THE TASK ▸
Go through the data below. List every line that holds the word "shown".

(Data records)
···

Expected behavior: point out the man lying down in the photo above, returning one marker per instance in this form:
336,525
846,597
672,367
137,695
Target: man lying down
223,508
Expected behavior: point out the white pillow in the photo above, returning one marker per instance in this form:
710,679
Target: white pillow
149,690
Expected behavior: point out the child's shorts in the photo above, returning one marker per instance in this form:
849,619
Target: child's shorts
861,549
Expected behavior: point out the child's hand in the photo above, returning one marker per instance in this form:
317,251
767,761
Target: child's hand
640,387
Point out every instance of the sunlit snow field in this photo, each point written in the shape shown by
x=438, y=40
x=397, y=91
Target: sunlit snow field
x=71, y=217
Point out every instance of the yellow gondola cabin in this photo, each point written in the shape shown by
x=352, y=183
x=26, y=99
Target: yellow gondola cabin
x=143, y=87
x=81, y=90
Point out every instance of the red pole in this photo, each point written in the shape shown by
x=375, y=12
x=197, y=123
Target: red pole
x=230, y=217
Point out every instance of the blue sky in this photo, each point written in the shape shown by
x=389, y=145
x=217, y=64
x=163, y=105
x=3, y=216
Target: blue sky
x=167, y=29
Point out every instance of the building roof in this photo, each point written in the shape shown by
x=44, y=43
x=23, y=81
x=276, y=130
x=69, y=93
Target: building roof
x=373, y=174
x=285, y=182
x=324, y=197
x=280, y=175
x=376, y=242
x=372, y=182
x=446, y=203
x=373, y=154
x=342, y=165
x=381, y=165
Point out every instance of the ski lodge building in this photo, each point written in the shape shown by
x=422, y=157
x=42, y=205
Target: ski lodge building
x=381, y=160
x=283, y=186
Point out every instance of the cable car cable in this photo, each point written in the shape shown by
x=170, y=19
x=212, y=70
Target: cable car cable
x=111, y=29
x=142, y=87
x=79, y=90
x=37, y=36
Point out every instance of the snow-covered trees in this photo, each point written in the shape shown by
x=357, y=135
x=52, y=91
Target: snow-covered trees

···

WRITTEN SOLUTION ▸
Point out every instance of the sunlit snow field in this photo, each point written in the shape shown by
Point out every instance of the yellow gondola cabin in this photo, each point written in the shape shown by
Point out every instance of the red pole in this photo, each point written in the shape shown by
Point out every instance of the blue sky in this photo, each point written in the shape shown by
Point out every instance of the building roof in this photo, each point written in the shape shown by
Point out every instance of the ski lodge building in this photo, each point written in the shape shown by
Point out every instance of the cable car cable in this photo, each point written in the shape shown by
Point out every instance of the snow-covered trees in this photo, each point written in the shape shown by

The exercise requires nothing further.